== TASK REQUIREMENTS ==
Write out, word for word, only the lines from the one containing "Where can you find the rocky" through the final line of the data.

(Location labeling records)
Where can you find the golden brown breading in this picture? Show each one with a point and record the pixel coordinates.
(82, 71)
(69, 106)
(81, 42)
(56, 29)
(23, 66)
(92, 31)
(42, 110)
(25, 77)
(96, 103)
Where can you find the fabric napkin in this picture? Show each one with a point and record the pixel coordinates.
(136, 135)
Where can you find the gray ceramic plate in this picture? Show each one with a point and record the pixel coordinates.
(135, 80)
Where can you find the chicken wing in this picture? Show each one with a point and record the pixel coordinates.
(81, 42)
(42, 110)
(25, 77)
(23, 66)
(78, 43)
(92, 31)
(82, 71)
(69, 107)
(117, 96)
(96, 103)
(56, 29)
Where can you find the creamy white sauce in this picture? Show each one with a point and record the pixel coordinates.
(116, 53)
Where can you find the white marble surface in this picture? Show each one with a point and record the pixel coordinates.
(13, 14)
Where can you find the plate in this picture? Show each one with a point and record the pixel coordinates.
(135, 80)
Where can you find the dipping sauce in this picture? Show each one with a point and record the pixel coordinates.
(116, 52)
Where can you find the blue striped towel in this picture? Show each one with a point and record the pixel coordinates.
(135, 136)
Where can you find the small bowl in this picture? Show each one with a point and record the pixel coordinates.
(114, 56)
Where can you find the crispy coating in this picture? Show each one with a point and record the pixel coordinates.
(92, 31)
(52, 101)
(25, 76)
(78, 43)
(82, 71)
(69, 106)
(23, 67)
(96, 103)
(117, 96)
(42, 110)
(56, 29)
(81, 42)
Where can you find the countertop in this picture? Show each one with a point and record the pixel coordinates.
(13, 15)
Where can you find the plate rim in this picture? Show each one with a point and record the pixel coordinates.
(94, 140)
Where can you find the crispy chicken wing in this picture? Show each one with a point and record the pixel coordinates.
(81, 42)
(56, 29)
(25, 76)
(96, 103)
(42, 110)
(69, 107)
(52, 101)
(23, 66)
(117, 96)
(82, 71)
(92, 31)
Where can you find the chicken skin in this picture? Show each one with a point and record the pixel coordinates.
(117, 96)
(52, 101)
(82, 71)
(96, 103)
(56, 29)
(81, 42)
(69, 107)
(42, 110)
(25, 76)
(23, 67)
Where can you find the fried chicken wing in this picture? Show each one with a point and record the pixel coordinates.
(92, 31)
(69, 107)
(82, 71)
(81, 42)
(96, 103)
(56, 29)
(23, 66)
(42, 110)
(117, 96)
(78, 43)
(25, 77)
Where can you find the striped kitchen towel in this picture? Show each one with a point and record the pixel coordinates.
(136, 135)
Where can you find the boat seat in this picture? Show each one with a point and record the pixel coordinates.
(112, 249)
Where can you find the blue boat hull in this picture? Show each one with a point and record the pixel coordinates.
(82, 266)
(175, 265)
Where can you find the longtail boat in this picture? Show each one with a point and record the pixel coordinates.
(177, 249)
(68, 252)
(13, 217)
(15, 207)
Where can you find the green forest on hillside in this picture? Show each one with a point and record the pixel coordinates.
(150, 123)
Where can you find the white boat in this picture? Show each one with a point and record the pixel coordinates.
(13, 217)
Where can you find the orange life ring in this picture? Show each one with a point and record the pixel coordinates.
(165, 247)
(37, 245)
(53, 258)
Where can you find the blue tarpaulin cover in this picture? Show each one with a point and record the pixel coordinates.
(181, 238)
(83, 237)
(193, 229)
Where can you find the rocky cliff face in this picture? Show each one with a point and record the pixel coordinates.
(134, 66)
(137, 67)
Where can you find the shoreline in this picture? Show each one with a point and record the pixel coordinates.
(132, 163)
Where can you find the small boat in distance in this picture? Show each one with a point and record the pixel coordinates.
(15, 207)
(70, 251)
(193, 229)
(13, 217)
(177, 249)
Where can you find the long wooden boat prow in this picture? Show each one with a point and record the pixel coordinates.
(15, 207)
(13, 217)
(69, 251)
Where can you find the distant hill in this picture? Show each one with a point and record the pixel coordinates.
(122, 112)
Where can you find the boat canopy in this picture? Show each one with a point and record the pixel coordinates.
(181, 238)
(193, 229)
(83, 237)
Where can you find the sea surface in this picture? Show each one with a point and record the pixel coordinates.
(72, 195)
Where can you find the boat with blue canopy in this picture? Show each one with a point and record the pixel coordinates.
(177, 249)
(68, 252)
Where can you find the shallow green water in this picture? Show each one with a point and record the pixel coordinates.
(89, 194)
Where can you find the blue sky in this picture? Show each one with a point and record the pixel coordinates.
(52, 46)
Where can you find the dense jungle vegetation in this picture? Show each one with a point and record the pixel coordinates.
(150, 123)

== WORKED SOLUTION ==
Where can you find the rocky cliff face in this picture? Show each one with a point and record the pixel coordinates.
(134, 66)
(137, 67)
Where can you find the shoreline in this picture? Show each one with a point and record the pixel coordinates.
(132, 163)
Where can you find the small boat in distance in this picture? Show each one with a point and record the pixel coordinates.
(15, 207)
(70, 251)
(193, 229)
(13, 217)
(177, 249)
Where can you find the long wooden boat prow in this picture? Show each one with a point and record the pixel coordinates.
(15, 207)
(13, 217)
(69, 251)
Where can you find the distant hill in this picture? Show each one with a point and record the pixel coordinates.
(122, 112)
Where can you find the boat canopy in this picture? Show each one with a point and record the pixel coordinates.
(181, 238)
(193, 229)
(83, 237)
Where can you find the sea surface in this picture? Show each one with a point and record the pixel coordinates.
(72, 195)
Where can you find the boat with blue canopy in this picture? Show each one with a point and record the pixel coordinates.
(177, 249)
(68, 252)
Where can you find the shallow green water in this picture? Show each one with a point and record the pixel coordinates.
(89, 194)
Where can you find the blue sky in this picture? Show each one with a point and record the pixel coordinates.
(52, 46)
Where can you find the dense jungle vegetation in this picture? Show each one with a point and record the pixel coordinates.
(150, 123)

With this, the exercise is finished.